Each line below should be quoted exactly, please.

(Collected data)

--- Begin ---

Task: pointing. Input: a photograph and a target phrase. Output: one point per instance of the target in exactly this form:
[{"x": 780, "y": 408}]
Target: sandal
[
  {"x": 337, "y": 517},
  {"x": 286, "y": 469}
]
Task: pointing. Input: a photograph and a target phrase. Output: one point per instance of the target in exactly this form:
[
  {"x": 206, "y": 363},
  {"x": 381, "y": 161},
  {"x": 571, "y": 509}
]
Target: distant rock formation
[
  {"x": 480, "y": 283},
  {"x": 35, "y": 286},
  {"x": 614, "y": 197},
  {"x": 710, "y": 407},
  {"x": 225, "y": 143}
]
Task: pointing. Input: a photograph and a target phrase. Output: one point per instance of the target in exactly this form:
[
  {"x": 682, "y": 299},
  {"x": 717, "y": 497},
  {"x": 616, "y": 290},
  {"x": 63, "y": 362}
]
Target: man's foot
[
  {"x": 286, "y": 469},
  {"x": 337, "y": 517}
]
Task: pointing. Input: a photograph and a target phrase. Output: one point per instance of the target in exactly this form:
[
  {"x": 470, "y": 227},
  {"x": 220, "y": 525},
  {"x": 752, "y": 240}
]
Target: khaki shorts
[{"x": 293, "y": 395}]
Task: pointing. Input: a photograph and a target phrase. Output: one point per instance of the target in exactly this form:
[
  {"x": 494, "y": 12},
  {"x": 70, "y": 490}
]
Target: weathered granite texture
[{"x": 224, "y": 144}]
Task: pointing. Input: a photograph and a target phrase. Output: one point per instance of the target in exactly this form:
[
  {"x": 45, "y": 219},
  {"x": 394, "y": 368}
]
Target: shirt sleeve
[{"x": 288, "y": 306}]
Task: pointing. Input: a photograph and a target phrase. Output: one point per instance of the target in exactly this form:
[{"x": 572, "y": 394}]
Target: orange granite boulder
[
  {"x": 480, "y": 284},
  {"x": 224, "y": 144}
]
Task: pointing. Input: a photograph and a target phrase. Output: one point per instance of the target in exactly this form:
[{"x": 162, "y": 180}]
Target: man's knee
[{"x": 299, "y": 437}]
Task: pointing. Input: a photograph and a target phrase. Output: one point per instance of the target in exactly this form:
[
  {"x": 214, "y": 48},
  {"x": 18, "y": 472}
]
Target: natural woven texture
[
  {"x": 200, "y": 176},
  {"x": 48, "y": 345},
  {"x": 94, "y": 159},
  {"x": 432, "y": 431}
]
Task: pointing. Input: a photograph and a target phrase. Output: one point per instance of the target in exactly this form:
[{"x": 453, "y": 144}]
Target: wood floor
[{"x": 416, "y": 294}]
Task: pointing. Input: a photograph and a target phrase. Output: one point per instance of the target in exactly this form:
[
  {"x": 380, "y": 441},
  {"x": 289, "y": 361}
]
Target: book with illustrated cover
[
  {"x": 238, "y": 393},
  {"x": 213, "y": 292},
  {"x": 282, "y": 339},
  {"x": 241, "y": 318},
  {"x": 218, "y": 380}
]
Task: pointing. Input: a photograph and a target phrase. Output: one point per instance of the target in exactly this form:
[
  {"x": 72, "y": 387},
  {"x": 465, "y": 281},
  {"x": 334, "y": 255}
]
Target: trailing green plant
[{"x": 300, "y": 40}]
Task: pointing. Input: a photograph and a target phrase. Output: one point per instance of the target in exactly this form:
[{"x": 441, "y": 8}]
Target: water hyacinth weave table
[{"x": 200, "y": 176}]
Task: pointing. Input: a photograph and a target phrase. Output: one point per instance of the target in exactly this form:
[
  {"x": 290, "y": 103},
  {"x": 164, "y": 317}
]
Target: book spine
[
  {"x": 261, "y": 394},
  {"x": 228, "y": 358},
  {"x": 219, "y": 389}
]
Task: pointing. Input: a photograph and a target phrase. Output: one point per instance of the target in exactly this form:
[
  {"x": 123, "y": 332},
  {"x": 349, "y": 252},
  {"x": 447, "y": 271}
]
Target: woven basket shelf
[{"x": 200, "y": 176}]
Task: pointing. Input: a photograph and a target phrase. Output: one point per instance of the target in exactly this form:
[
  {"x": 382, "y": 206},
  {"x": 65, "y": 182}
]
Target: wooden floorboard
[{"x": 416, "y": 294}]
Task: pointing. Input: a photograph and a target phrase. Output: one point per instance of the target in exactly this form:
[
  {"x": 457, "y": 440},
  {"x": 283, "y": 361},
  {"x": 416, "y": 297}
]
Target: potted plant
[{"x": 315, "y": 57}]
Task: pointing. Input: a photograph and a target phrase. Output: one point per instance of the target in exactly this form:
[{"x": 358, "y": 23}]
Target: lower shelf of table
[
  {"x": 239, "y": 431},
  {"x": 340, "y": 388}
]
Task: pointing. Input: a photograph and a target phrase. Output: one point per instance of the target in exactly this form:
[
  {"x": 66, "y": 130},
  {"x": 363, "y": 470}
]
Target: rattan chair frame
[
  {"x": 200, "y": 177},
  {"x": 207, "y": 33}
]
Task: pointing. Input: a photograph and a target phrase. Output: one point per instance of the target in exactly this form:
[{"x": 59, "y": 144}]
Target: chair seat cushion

--- End ---

- Solution
Task: pointing. Input: a photograph and a target phrase. Output: one point per instance of the target in exactly this form:
[{"x": 780, "y": 408}]
Target: sandal
[
  {"x": 337, "y": 517},
  {"x": 286, "y": 469}
]
Task: pointing. Input: a photograph and a target phrase. Output: one point per instance of the target in exactly this form:
[
  {"x": 206, "y": 363},
  {"x": 381, "y": 161},
  {"x": 571, "y": 509}
]
Target: distant rock formation
[
  {"x": 480, "y": 283},
  {"x": 35, "y": 286},
  {"x": 614, "y": 197},
  {"x": 710, "y": 407},
  {"x": 225, "y": 143}
]
Task: pointing. Input: a photograph and a target phrase. Output: one point per instance of the target in exactly this form:
[
  {"x": 682, "y": 299},
  {"x": 717, "y": 497},
  {"x": 616, "y": 290},
  {"x": 63, "y": 362}
]
Target: man's foot
[
  {"x": 286, "y": 469},
  {"x": 337, "y": 517}
]
Task: pointing. Input: a photograph and a target phrase. Output: one point per instance of the target in exactly this form:
[
  {"x": 470, "y": 227},
  {"x": 220, "y": 525},
  {"x": 752, "y": 240}
]
Target: khaki shorts
[{"x": 293, "y": 395}]
Task: pointing. Input: a photograph and a target phrase. Output: one point per instance of the target in exactly this form:
[
  {"x": 494, "y": 12},
  {"x": 70, "y": 490}
]
Target: weathered granite texture
[{"x": 224, "y": 144}]
Task: pointing. Input: a photograph and a target phrase. Output: one point per instance of the target in exactly this form:
[
  {"x": 45, "y": 219},
  {"x": 394, "y": 368}
]
Target: shirt sleeve
[{"x": 288, "y": 306}]
Task: pointing. Input: a photograph and a target phrase. Output: one point per instance of the target in exactly this form:
[{"x": 572, "y": 394}]
Target: orange granite boulder
[
  {"x": 480, "y": 284},
  {"x": 224, "y": 144}
]
Task: pointing. Input: a photograph and a target phrase. Output: one point per instance of the target in exactly this form:
[{"x": 162, "y": 180}]
Target: man's knee
[{"x": 299, "y": 437}]
Task: pointing. Input: a photograph and a target phrase. Output: one point per instance of the target in exactly this form:
[
  {"x": 214, "y": 48},
  {"x": 18, "y": 472}
]
Target: natural woven texture
[
  {"x": 200, "y": 176},
  {"x": 48, "y": 345},
  {"x": 94, "y": 159},
  {"x": 432, "y": 431}
]
Task: pointing. Input: a photograph and a target phrase. Output: one point per instance of the target in exactly this form:
[{"x": 453, "y": 144}]
Target: wood floor
[{"x": 416, "y": 294}]
Task: pointing. Input: a photograph and a target phrase. Output: one point per instance of the target in exactly this form:
[
  {"x": 380, "y": 441},
  {"x": 289, "y": 361}
]
Target: book with illustrated cover
[
  {"x": 238, "y": 393},
  {"x": 213, "y": 292},
  {"x": 282, "y": 339},
  {"x": 241, "y": 318},
  {"x": 218, "y": 380}
]
Task: pointing. Input: a photograph and a target phrase. Output: one point per instance of the target in exactly this form:
[
  {"x": 72, "y": 387},
  {"x": 465, "y": 281},
  {"x": 334, "y": 255}
]
Target: trailing green plant
[{"x": 300, "y": 40}]
Task: pointing. Input: a photograph and a target phrase. Output: one point per instance of the target in exactly this form:
[{"x": 441, "y": 8}]
Target: water hyacinth weave table
[{"x": 200, "y": 176}]
Task: pointing. Input: a photograph and a target phrase. Output: one point per instance of the target in exactly this form:
[
  {"x": 290, "y": 103},
  {"x": 164, "y": 317}
]
Target: book spine
[
  {"x": 261, "y": 394},
  {"x": 228, "y": 358},
  {"x": 219, "y": 389}
]
Task: pointing. Input: a photograph and a target phrase. Output: one point per instance of the target in exactly this form:
[
  {"x": 123, "y": 332},
  {"x": 349, "y": 252},
  {"x": 447, "y": 271}
]
Target: woven basket shelf
[{"x": 200, "y": 176}]
Task: pointing. Input: a photograph and a target phrase. Output: one point per instance of the target in exactly this form:
[
  {"x": 382, "y": 206},
  {"x": 65, "y": 182}
]
Target: wooden floorboard
[{"x": 416, "y": 294}]
Task: pointing. Input: a photograph and a target phrase. Output: one point per instance of the target in exactly this form:
[
  {"x": 457, "y": 440},
  {"x": 283, "y": 361},
  {"x": 416, "y": 297}
]
Target: potted plant
[{"x": 315, "y": 57}]
Task: pointing. Input: a photograph and a target phrase. Output: one point per instance of the target in exactly this form:
[{"x": 358, "y": 23}]
Target: lower shelf of table
[
  {"x": 239, "y": 431},
  {"x": 340, "y": 388}
]
Task: pointing. Input: a photograph and a target phrase. Output: one point per instance of the target in exactly this form:
[
  {"x": 66, "y": 130},
  {"x": 363, "y": 470}
]
Target: rattan chair frame
[
  {"x": 200, "y": 177},
  {"x": 207, "y": 33}
]
Task: pointing. Input: a photograph and a target phrase. Output: one point per instance of the target in exactly this form:
[{"x": 59, "y": 144}]
Target: chair seat cushion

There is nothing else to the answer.